Shape labeling data
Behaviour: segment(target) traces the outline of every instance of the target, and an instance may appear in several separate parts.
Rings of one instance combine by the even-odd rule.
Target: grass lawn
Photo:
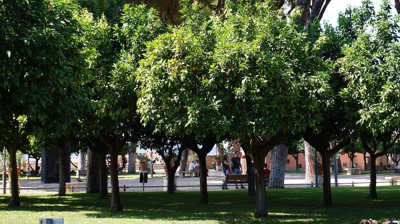
[[[64,218],[68,224],[94,223],[359,223],[398,219],[400,186],[378,186],[379,199],[367,198],[368,188],[332,188],[334,206],[321,206],[319,188],[267,189],[269,217],[253,216],[255,201],[245,190],[208,192],[208,204],[197,203],[198,191],[122,192],[124,211],[110,212],[110,200],[96,194],[22,195],[20,208],[8,208],[9,196],[0,195],[0,223],[34,223],[39,217]]]

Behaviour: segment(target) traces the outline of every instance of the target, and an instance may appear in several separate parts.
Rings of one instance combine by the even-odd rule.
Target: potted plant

• Your goal
Rewrite each line of the data above as a row in a Markdown table with the columns "Row" and "Line", numbering the rows in order and skipping blank lines. Leave the pictures out of the table.

• Exercise answer
| Row | Line |
|---|---|
| 1 | Behaviour: segment(target) traces the outline of every instance of the target, and an instance may appear in several separate parts. |
| 2 | Rings of one instance combine by the even-odd rule. |
| 3 | Target: grass lawn |
| 4 | Photo: |
| 5 | [[[64,218],[68,224],[94,223],[359,223],[398,219],[400,186],[378,186],[379,199],[367,198],[368,188],[332,188],[334,206],[321,206],[319,188],[267,189],[269,217],[253,216],[255,201],[245,190],[208,192],[208,204],[197,203],[198,191],[122,192],[124,211],[110,212],[110,200],[96,194],[22,195],[20,208],[8,208],[9,196],[0,195],[0,223],[34,223],[39,217]]] |
| 6 | Behaviour: segment(target) traces the outline of every instance of the target, and an instance may appear in several separate parts. |
| 7 | Rings of one instance combine by the even-odd rule. |
| 8 | Target: potted plant |